++++ Sélection
C'est alors que s'impose l'une des séries les plus fameuses, celle des Otages, peinte de 1942 à 1948, (et reprise, au moment de l'insurrection de Budapest en 1956, sous le titre de Partisans, mais signée et datée de 1945. L'Écorché, (1942), La Juive, (1943), Le Massacre, (1944), Le Fusillé, (1947) accompagnent les figures d'otages et leurs titres disent à suffisance l'obsession des corps bafoués, torturés, déchirés. La traduction de ces tronçons d'humanité est informelle, ovales de plâtres malaxés sur toile, prolongés de quelque reste de visage et de membres au sortir d'une chambre de tourments. Pas de sang, seule une haute pâte de tuméfactions. Cri de protestation devant la bestialité de l'homme pour l'homme, De la même période, Otage, (1943, musée de Sceaux), bronze de visage aplati au nez aigu. C'est l'illustration de la parole d'Isaïe (52,14 svts) : " Son apparence n' était plus celle d'un homme. " Il revient ensuite aux natures mortes, d'une facture différente des précédentes : une forme plâtrée, suggestive, rehaussée de traits qui la précisent, dans une palette claire, Les Boîtes de conserve, (1947, MAMVP), La Clef, (1949, MAMVP), Les Dattes, (1955, DMCH), et  Soleils, (1956), Il peint des nus, de même matière, de même ellipse, Alice, (1956) ou Johanna, (1957), au trait continu des jambes repliées devant les cuisses, signes de la vie dans la mort. Enfin, la non-figuration* définitive, avec ses tourbillons, ses diagonales gestuelles, Les Grands Végétaux, L'Otage aux mains, (1958, DMCH).
Les treize ans qui séparent (1944) de Body and Soul, (1957), et Forêt, (1943, MAMVP) de Garrigues, (1956, MAMVP) démontrent la continuité. Seules nouveautés, les constructions cubiques, joyaux de matières et de couleurs marqués de traits en grillages (1957-1963), Grand Place Budapest, (1957), et des horizontaux marins (1957-1960), aux strates améthyste et émeraude, Sunset in Alabama, (1957, MAMVP), Sans titre, (1961) en ressort plus ou moins accusé.. En 1958, il produit de petites oeuvres hachurées de couleurs, signées aux quatre angles pour signifier qu'elles peuvent être accrochées comme bon semble. C'est un Chardin du XXe siècle et un modéliste du matériau chargé de tragédie.
++++++++
++++ Données fournies
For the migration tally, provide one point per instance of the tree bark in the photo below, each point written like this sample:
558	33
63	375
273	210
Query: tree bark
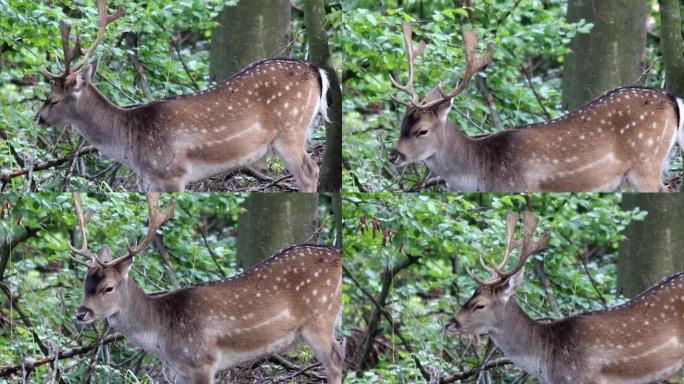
++++++++
**À faire:**
a) D'après la sélection, pendant quelles années la série des Otages a-t-elle été peinte ?
b) Indiquez si chacune des affirmations suivantes concorde avec la sélection : (i) Otage, daté de 1943, est un bronze conservé au musée de Sceaux ; (ii) les figures d'otages sont rendues avec beaucoup de sang ; (iii) les petites œuvres hachurées de 1958 portent une signature à un seul angle.
c) Prolongez la sélection consacrée au peintre de la série des Otages en reprenant après sa dernière phrase.

**Liste des réponses:**
a) De 1942 à 1948.

b)
(i) Oui : « Otage, (1943, musée de Sceaux), bronze de visage aplati au nez aigu ».
(ii) Non : « Pas de sang, seule une haute pâte de tuméfactions. »
(iii) Non : « signées aux quatre angles pour signifier qu'elles peuvent être accrochées comme bon semble ».

c)
Il est tout naturellement sculpteur, par modelage, de 1927 à 1929 et de 1935 à 1943, puisque sa peinture est sculpture à plat. Ce sont des mêmes fragments d'humanité saccagée, tête énucléée, torse boursouflé, tête mutilée. Ainsi que lithographe (300 estampes environ), série de l'Enfer, (1938), anticipant l'informalité qui devient sienne après 1940. Il recommence l'Enfer, (1942), sur commande de Gallimard : 34 pastels, qui ne connaissent pas d'édition et deviennent estampes à très petit tirage.

Expositions : 1922, Salon d'Automne, Paris ; 1924, Visconti, Paris, (P).

Rétrospective : 1964, Musée d'Art moderne de la ville, Paris ; 1989, Musée d'Art moderne de la ville, Paris ; 2004, Fondation Giannada, Martigny.

Musées : Musée d'Art moderne de la ville, Paris, une dizaine d'oeuvres; musée de l'Île-de-France, château de Sceaux (Hauts-de-Seine), une dizaine d'oeuvres, surtout consacrées aux Otages.Très nombreuses oeuvres dans les collections privées allemandes dont la collection Werner* et 24 huiles dans la collection Karl-Heinrich Müller, ouverte au public dans l'île de Hombroich.

Citation(s) : Il a dit :
- Seul, être seul, désespérément seul, seul et se détacher.
On a dit :
- Ce sont les haut cris de la peinture. (Dubuffet).
- Les Otages aux culurs plombées, depuis toujours celles de la mort.   (Malraux).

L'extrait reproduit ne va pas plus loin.